Lesetext –
Dass die deutsche Mannschaft ins Spiel zurückfand, daran hatte in der ersten Hälfte der Kieler Klein größten Anteil. Zweimal fing er vor dem eigenen Kreis Pässe der Polen ab und nutzte den Ballgewinn auf der Gegenseite zu Treffern. Vier gelangen ihm in den ersten 30 Minuten, sieben insgesamt. Wenn es etwas zu loben galt im deutschen Spiel, dann war es diese Bereitschaft, keinen Ball verloren zu geben. Oliver Roggisch und Christoph Theuerkauf gingen da mit bestem Beispiel voran. Die von Torhüter Piotr Wyszomirski bis an den Kreis abgeprallten Bälle griffen sie sich vor ihren Gegenspielern und holten in zwei Situationen die Tore nach, die Wyszomirski zuvor verhindert hatte.

Es bedurfte schon solcher Aktionen, um die deutsche Angriffseffektivität zu erhöhen. Im normalen Positionsspiel, sechs gegen sechs, fehlte der Mannschaft wie im gesamten Turnier die Durchschlagskraft, weil sie ihre Angriffe nicht über die gesamte Breite des Feldes vortrug. Das sollte am Ende entscheidend sein. "Es lief irgendwie nicht rund", klagte Kaufmann. Hinzu kamen Abspielfehler, strittige Schiedsrichterpfiffe, sieben Zwei-Minuten-Strafen und Kleins Rote Karte.

Ihre Aufgaben –
A - Fassen Sie den Handballbericht in zwei Sätzen zusammen.
B - Setzen Sie den Handballbericht im Anschluss an den Satz über Kleins Rote Karte fort.
Die nachstehende Auflistung ist eigenständiges Material und gehört nicht zum Handballbericht.

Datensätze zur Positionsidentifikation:
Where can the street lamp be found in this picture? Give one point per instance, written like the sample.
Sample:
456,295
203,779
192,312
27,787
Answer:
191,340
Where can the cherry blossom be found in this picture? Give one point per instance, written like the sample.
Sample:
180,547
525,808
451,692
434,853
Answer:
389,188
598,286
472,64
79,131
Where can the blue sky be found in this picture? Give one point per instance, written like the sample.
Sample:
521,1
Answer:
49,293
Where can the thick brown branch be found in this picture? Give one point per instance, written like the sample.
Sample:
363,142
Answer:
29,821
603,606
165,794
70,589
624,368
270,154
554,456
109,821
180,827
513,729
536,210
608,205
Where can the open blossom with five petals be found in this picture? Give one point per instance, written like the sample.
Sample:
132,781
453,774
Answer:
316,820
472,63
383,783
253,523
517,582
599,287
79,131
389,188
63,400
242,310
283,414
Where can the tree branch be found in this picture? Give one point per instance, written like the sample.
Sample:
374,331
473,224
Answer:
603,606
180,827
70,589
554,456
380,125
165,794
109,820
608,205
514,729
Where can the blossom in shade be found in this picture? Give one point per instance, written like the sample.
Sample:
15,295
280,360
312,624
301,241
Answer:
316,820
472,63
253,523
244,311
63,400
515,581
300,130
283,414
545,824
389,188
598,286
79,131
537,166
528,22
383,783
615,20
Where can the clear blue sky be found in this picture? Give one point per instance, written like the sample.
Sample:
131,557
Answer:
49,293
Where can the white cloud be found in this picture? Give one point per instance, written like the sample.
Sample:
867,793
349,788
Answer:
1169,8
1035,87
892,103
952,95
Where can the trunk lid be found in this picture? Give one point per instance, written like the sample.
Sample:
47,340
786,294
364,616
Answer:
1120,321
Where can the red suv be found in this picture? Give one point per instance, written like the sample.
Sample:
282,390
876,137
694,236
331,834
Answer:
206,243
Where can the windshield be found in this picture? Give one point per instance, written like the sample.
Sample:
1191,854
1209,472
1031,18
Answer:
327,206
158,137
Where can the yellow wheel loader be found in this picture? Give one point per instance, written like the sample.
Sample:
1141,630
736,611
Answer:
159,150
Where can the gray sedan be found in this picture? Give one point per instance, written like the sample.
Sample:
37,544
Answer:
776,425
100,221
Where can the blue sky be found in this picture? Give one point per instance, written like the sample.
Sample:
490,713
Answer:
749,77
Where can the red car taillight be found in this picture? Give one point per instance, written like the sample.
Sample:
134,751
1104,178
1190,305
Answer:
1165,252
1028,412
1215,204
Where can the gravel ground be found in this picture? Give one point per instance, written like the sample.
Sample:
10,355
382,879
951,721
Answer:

Lösungen –
A - Der Kieler Klein trug in der ersten Hälfte den größten Anteil daran, dass die deutsche Mannschaft ins Spiel zurückfand, indem er Pässe der Polen vor dem eigenen Kreis abfing und insgesamt sieben Tore erzielte; auch Roggisch und Theuerkauf holten sich abgeprallte Bälle und trafen. Im Positionsspiel sechs gegen sechs fehlte der Mannschaft jedoch die Durchschlagskraft, weil sie ihre Angriffe nicht über die gesamte Feldbreite vortrug, und hinzu kamen Abspielfehler, strittige Pfiffe, sieben Zwei-Minuten-Strafen und Kleins Rote Karte.

B -
Da nutzte es nichts, dass nach erfolgreicher Aufholjagd eines Viertorerückstandes (28:24/45. Minute) Kapitän Pascal Hens in der 56. Minute in Unterzahl zum 30:29 die erste deutsche Führung erzielte. Christian Sprenger baute sie in doppelter Unterzahl mit seinem siebten Treffer Momente später auf 31:29 aus. Dann nahm das Unglück seinen Lauf, angefangen mit Haaß' Unfall. Nach Kleins Hinausstellung glichen die Polen aus, Michal Jurecki erzielte in der letzten Minute den Siegtreffer. "Wir haben letztlich verdient verloren", meinte Roggisch, "in ständiger Unterzahl kann man solche Entscheidungsspiele nicht gewinnen."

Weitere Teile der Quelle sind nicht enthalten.